## [Trecho fornecido]

A ORQUESTRA DESAFINADA DO COMBATE À CORRUPÇÃO E À IMPUNIDADE CONTA COM O APOIO DO PARLAMENTO (?)
Na última reunião plenária ordinária, a oitava da presente sessão da IV Legislatura da Assembleia Nacional, que teve lugar a 20 de Maio do corrente ano, estava inscrito como primeiro ponto da ordem do dia a ´´Movimentação dos Deputados´´. À luz dos procedimentos regimentais da Assembleia Nacional é uma prática que acontece sem grandes polémicas, pois normalmente os Grupos Parlamentares fazem o seu trabalho de casa que passa pelas comissões competentes em razão da matéria e culmina com o plenário que aprova as respectivas resoluções. Embora seja matéria de discussão na ordem do dia, quase nunca foi motivo de diatribes entre as bancadas. Foi assim que ocorreu na última reunião em que eu próprio também votei favoravelmente. As resoluções foram aprovadas por unanimidade.
Entretanto, houve algumas curiosidades desta vez. Alguns cidadãos atentos ao que se passa no Parlamento não quiseram deixar esfriar a sopa e entenderam interpelar-me sobre dois factos por si anotados: a) Os casos dos Deputados septuagenários Kundi Paihama e Faustino Muteka, cujos mandatos foram suspensos temporariamente a coberto do art.º 151º, n.1, b) da CRA e o caso do Deputado Vigílio Tchyova que retomou o seu lugar depois da sua exoneração do cargo de Governador do Cunene. Os meus interlocutores alegavam no primeiro caso que esses Mais Velhos deviam abandonar definitivamente a vida politica e deixar os seus lugares para os mais novos; quanto ao segundo caso, a questão colocada era: como é que um arguido pode representar os cidadãos no Parlamento?

## [Instruções da tarefa]
Retorne, sem qualquer alteração, a parte do trecho sobre a movimentação dos Deputados que fica entre "Entretanto, houve algumas" e "cidadãos no Parlamento?", inclusive. Baseie-se unicamente no trecho fornecido.

## [Dados fornecidos]
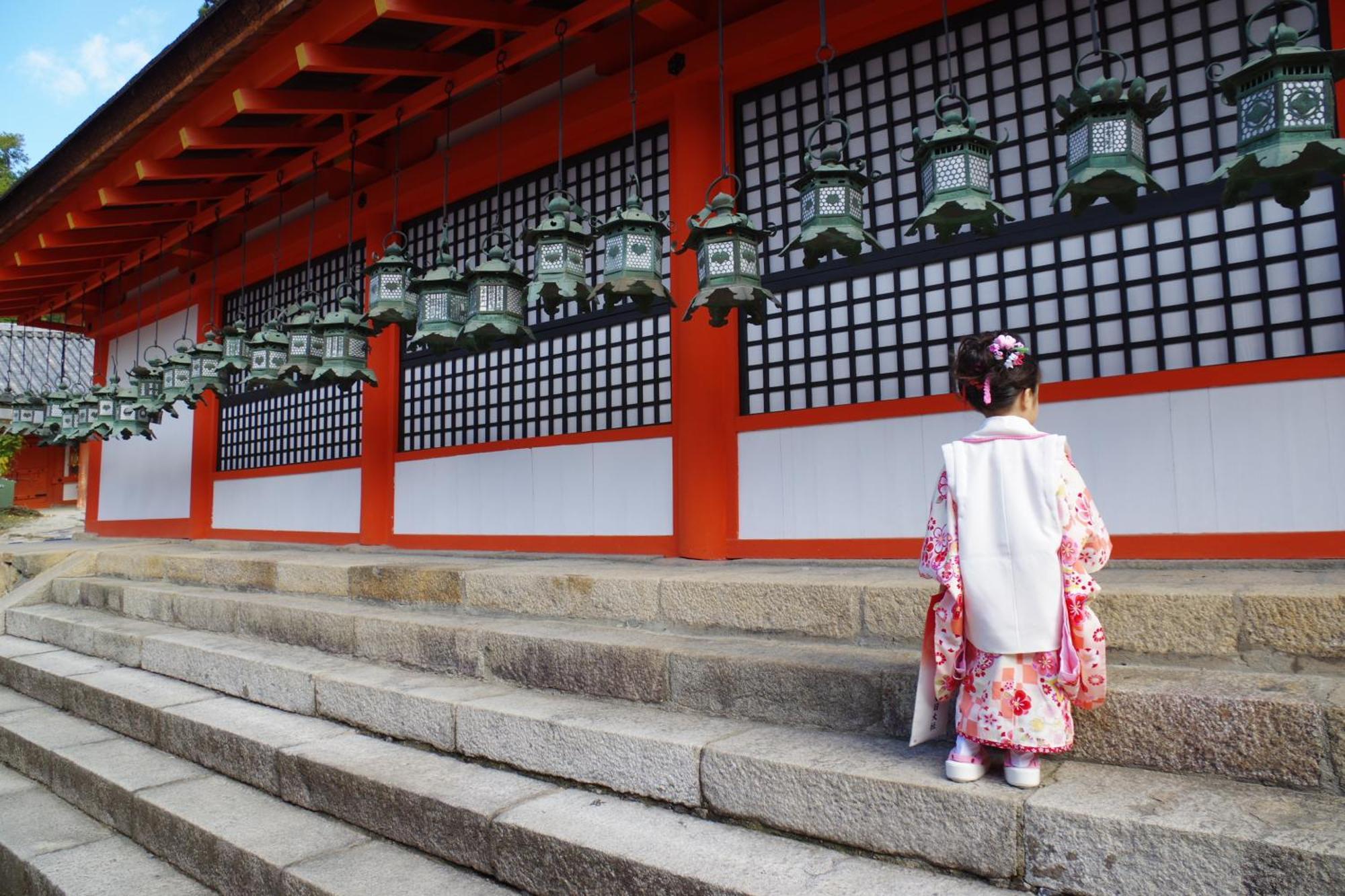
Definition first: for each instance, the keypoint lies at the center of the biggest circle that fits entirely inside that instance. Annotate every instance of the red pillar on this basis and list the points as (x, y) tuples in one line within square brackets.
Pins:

## [Resposta escrita]
Entretanto, houve algumas curiosidades desta vez. Alguns cidadãos atentos ao que se passa no Parlamento não quiseram deixar esfriar a sopa e entenderam interpelar-me sobre dois factos por si anotados: a) Os casos dos Deputados septuagenários Kundi Paihama e Faustino Muteka, cujos mandatos foram suspensos temporariamente a coberto do art.º 151º, n.1, b) da CRA e o caso do Deputado Vigílio Tchyova que retomou o seu lugar depois da sua exoneração do cargo de Governador do Cunene. Os meus interlocutores alegavam no primeiro caso que esses Mais Velhos deviam abandonar definitivamente a vida politica e deixar os seus lugares para os mais novos; quanto ao segundo caso, a questão colocada era: como é que um arguido pode representar os cidadãos no Parlamento?